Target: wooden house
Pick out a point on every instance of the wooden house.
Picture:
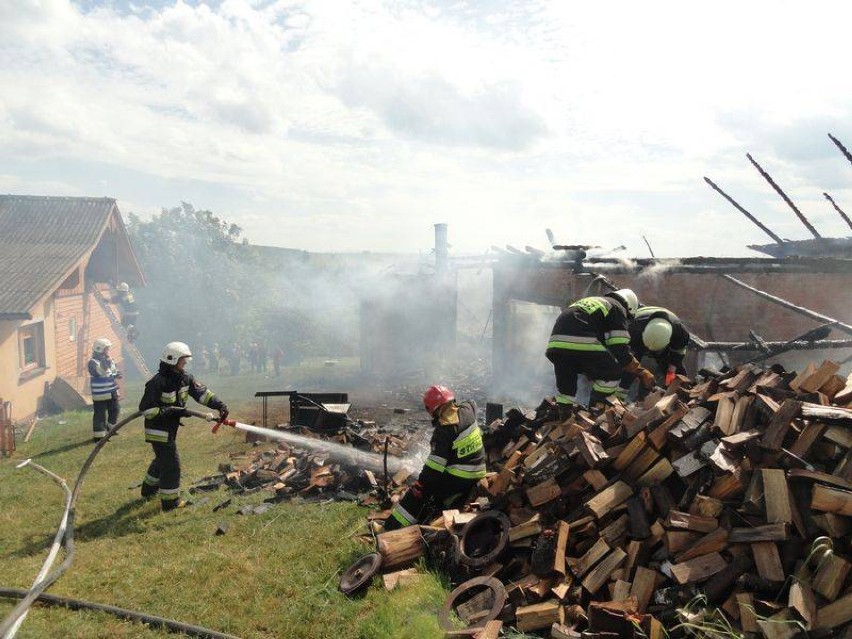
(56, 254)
==
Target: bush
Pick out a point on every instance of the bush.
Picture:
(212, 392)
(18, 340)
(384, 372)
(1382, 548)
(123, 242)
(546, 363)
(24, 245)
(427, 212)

§ **Exercise directions**: Gather each line from the entries above that contains the word "every".

§ **Correct response**:
Pick out a point on every instance of the wooden house.
Pick out a point on every instance of the bush.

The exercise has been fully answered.